**The task**
Reproduce verbatim the lines of the listing from its first line through the line containing "Holes follow the even-odd rule.", both included.

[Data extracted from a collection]
______

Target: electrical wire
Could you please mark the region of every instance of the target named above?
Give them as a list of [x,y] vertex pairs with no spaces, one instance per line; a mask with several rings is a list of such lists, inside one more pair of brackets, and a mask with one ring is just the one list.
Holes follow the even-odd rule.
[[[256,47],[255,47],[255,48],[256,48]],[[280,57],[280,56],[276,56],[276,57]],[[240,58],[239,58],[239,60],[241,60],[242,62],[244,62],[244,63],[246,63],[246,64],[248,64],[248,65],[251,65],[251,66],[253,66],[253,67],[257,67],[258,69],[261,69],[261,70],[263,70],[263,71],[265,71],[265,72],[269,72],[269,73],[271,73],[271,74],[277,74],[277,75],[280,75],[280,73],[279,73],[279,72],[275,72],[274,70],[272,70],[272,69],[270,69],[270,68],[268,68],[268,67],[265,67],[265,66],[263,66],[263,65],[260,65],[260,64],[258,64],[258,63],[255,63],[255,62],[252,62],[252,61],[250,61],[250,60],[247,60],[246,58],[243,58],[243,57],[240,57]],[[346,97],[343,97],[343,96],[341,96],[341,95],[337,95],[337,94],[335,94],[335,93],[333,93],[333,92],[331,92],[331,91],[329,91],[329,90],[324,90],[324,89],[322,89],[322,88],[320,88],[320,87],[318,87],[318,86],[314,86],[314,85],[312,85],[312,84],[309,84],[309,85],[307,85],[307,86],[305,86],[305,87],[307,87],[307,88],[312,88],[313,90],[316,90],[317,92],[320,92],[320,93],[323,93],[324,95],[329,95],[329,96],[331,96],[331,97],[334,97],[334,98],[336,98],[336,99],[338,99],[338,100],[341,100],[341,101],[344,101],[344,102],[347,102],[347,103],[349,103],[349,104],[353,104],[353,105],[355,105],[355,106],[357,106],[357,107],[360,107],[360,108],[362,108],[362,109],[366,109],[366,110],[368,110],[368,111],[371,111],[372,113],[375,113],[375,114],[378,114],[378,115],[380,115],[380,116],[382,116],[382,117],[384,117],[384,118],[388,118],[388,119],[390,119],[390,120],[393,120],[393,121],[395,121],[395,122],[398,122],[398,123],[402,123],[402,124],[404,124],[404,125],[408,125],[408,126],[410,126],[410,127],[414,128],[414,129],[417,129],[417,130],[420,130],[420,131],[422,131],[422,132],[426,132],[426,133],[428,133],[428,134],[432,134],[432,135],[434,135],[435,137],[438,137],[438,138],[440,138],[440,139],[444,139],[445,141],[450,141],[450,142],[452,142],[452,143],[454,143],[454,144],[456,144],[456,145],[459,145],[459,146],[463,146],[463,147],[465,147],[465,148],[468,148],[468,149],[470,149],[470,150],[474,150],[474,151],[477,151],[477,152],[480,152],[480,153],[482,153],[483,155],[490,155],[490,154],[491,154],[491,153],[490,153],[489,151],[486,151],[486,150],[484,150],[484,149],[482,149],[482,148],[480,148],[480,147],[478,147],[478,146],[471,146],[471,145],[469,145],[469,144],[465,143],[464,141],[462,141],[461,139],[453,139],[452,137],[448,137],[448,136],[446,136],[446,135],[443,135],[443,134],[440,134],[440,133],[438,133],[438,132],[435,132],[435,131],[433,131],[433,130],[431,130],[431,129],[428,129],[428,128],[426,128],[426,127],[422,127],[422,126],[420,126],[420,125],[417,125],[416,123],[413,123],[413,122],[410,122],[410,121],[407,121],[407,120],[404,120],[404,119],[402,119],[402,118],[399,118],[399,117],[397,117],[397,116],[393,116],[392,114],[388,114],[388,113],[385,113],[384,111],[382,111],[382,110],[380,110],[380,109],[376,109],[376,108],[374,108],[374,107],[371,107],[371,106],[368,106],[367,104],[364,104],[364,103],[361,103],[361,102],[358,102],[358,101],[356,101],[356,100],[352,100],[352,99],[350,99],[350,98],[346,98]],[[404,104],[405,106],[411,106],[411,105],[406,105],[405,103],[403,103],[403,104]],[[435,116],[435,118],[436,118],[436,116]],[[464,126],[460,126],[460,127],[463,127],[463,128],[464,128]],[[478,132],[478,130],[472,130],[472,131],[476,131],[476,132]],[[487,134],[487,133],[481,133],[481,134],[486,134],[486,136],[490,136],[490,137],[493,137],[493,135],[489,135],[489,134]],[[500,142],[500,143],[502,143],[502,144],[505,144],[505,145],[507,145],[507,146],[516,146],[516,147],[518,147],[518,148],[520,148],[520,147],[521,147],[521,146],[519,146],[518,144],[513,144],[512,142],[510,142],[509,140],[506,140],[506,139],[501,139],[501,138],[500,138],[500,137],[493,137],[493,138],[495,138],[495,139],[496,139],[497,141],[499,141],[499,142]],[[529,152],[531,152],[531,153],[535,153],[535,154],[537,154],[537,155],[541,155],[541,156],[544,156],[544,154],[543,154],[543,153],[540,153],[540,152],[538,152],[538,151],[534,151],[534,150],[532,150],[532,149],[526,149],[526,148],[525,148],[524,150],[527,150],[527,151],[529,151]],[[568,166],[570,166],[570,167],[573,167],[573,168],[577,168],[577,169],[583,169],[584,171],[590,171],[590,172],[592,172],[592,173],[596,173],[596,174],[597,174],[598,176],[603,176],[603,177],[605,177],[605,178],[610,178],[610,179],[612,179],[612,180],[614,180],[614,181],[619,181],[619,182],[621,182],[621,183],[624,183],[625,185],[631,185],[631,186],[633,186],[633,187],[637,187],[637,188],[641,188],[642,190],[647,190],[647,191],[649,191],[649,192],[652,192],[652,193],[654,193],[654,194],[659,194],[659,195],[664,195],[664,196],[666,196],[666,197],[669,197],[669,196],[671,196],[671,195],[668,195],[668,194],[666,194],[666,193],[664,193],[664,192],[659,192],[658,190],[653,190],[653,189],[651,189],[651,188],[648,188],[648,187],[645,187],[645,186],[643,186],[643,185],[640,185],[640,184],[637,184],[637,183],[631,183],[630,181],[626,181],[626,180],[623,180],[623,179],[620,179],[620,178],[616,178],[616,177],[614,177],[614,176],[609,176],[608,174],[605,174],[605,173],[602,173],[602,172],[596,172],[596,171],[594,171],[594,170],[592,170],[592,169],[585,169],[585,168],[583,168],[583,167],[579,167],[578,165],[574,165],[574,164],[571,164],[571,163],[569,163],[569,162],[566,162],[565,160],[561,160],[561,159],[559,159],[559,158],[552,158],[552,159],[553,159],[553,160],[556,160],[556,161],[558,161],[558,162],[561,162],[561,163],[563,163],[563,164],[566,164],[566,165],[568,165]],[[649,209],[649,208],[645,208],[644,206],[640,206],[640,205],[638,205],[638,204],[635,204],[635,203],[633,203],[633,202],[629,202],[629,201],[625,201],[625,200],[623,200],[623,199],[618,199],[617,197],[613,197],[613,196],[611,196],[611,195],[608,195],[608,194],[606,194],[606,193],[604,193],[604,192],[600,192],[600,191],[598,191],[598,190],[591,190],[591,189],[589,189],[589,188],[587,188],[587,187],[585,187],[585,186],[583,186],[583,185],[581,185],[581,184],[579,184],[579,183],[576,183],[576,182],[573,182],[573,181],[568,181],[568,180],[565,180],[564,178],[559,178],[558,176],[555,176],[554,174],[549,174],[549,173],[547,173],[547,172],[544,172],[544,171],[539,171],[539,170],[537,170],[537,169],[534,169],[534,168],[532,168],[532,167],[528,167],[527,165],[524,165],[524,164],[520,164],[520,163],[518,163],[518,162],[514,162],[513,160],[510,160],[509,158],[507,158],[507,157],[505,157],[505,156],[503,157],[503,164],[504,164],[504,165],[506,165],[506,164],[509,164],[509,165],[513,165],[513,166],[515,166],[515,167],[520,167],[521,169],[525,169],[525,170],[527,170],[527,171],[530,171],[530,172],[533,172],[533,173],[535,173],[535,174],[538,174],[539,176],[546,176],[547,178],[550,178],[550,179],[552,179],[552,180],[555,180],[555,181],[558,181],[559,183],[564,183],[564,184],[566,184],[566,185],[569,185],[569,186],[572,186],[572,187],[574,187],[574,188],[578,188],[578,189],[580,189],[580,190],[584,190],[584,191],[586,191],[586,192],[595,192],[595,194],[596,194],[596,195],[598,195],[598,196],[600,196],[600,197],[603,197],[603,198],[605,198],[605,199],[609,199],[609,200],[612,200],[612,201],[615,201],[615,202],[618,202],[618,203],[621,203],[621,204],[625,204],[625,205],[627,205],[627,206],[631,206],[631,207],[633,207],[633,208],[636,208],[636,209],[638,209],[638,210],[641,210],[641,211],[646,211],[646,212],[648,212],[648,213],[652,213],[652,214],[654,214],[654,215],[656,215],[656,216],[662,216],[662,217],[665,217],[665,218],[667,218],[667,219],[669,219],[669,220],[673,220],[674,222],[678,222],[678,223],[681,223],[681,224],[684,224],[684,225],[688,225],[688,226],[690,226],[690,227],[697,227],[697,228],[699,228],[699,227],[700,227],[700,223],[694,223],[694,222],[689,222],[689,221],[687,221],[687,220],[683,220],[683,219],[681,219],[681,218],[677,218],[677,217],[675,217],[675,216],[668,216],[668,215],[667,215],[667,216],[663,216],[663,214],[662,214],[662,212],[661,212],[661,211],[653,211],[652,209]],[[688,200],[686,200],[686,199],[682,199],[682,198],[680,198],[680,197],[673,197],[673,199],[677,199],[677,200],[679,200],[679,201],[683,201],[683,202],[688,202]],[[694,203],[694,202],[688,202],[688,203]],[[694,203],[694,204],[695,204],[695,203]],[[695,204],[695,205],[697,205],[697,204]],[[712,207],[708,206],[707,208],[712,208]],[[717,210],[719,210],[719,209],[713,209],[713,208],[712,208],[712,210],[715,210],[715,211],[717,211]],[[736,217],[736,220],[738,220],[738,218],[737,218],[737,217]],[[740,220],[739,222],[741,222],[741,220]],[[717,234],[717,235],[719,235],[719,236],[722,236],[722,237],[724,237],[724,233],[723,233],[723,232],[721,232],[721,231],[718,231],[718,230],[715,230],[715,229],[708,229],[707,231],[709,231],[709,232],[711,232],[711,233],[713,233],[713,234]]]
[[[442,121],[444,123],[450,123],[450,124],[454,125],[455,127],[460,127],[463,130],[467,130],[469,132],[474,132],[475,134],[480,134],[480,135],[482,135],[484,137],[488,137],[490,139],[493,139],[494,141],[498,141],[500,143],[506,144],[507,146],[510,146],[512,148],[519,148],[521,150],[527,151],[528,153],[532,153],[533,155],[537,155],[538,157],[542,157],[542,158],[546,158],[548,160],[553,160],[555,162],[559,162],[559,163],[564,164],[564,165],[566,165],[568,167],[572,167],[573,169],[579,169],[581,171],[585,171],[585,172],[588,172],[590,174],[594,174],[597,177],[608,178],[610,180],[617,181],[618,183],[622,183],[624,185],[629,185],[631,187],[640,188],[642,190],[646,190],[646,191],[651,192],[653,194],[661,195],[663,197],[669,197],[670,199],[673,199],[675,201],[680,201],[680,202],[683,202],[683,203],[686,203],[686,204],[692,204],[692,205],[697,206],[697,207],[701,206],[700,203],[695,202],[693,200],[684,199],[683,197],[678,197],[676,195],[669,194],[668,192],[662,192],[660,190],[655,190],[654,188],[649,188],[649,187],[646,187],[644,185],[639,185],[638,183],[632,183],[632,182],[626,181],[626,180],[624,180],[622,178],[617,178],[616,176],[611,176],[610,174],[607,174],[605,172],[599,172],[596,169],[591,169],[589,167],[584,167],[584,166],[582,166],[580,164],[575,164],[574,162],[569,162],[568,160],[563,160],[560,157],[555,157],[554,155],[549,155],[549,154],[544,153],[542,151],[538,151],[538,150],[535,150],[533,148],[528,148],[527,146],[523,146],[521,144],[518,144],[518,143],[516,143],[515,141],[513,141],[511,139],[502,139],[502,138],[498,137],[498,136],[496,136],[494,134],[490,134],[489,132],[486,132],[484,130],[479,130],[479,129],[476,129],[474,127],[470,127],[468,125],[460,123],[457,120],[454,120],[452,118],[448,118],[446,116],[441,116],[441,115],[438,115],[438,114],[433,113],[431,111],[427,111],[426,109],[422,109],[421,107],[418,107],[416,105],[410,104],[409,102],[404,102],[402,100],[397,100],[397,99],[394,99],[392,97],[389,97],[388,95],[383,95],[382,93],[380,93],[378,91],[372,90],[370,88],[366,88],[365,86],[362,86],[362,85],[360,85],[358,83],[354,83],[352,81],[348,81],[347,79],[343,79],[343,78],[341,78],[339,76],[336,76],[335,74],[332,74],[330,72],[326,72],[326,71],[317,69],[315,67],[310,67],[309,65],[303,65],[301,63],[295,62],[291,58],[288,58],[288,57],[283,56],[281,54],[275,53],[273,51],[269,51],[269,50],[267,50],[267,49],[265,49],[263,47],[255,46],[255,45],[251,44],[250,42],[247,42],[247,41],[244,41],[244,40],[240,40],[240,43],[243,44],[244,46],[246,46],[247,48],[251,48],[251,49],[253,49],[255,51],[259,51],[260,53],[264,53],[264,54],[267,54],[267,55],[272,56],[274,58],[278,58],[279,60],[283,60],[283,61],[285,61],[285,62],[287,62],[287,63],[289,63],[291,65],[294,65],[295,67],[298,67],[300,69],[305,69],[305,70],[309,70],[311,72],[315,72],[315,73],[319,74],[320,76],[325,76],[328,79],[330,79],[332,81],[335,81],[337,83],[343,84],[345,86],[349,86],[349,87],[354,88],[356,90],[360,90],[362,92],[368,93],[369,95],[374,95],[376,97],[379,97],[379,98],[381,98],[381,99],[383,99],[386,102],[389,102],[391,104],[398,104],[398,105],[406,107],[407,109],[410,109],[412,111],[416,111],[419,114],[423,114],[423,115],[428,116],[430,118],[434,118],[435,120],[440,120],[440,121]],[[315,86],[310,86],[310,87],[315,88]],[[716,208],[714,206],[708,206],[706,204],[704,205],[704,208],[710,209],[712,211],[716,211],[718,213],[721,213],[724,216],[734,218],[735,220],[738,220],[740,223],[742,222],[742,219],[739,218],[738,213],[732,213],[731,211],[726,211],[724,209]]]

______

**Full solution**
Target: electrical wire
Could you please mark the region of every instance of the target named above?
Give them as a list of [x,y] vertex pairs with no spaces, one instance per line; a mask with several rings is a list of such lists, inside one more pair of brackets, and a mask with one ring is just the one list.
Holes follow the even-odd rule.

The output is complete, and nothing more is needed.